▸ Arbeitsauftrag: Schreiben Sie den Textauszug über das Büro als Familienmuseum von „Sie stehen in“ bis einschließlich „ohne weiteres überstanden.“ erneut ab und benennen Sie dabei „Stichen“ in „Radierungen“ um.

▸ Ausgewählter Textauszug:
Haben Sie eigentlich auch sonst ein Faible für Altes und Antiquarisches? Und könnten Sie sich vorstellen, dass sich das in der Zukunft nochmal mit dem Paddelsport verbinden lässt?
Sie stehen in meinem Büro. Man könnte es auch als Familienmuseum bezeichnen, denn neben meinen Tagebüchern, die ich mit Unterbrechungen seit der Gymnasialzeit führe, finden sich hier hunderte von Stichen, deren früheste sich bis in die Mitte des 16. Jahrhunderts datieren lassen. Mein Wohnzimmer sieht aus wie die gute Stube meiner Großmutter. Die Orga-Privat (Anm. d. Red: Schreibmaschine aus den 1920er Jahren) meiner Eltern konnte ich nicht retten und auch nicht das Grundig-Röhrenradio, aber ich habe Ersatz gefunden. Und ich habe die ersten Fotoapparate meines Großvaters, Vaters, von mir sowie meine erste Digitalkamera, eine Nikon E775 von 2001 mit sagenhaften 2,1 Megapixeln. Heute muss man nicht mehr in Kupfer stechen aus Angst vor dem Kentern. Viele Handys sind (ziemlich) wasserdicht, und tatsächlich hat meines ein Kentern ohne weiteres überstanden.

Gespeicherte Einträge:
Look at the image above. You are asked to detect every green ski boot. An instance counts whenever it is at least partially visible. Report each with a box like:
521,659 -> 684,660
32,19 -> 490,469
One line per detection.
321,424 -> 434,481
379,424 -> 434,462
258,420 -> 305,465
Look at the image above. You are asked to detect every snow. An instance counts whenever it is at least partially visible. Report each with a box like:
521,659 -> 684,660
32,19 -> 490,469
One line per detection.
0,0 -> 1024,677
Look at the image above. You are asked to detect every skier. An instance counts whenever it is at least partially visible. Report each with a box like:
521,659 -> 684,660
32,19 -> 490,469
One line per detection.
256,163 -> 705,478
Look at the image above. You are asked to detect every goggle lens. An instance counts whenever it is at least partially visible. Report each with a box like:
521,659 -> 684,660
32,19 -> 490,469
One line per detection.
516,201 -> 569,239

▸ Schriftliche Antwort:
Sie stehen in meinem Büro. Man könnte es auch als Familienmuseum bezeichnen, denn neben meinen Tagebüchern, die ich mit Unterbrechungen seit der Gymnasialzeit führe, finden sich hier hunderte von Radierungen, deren früheste sich bis in die Mitte des 16. Jahrhunderts datieren lassen. Mein Wohnzimmer sieht aus wie die gute Stube meiner Großmutter. Die Orga-Privat (Anm. d. Red: Schreibmaschine aus den 1920er Jahren) meiner Eltern konnte ich nicht retten und auch nicht das Grundig-Röhrenradio, aber ich habe Ersatz gefunden. Und ich habe die ersten Fotoapparate meines Großvaters, Vaters, von mir sowie meine erste Digitalkamera, eine Nikon E775 von 2001 mit sagenhaften 2,1 Megapixeln. Heute muss man nicht mehr in Kupfer stechen aus Angst vor dem Kentern. Viele Handys sind (ziemlich) wasserdicht, und tatsächlich hat meines ein Kentern ohne weiteres überstanden.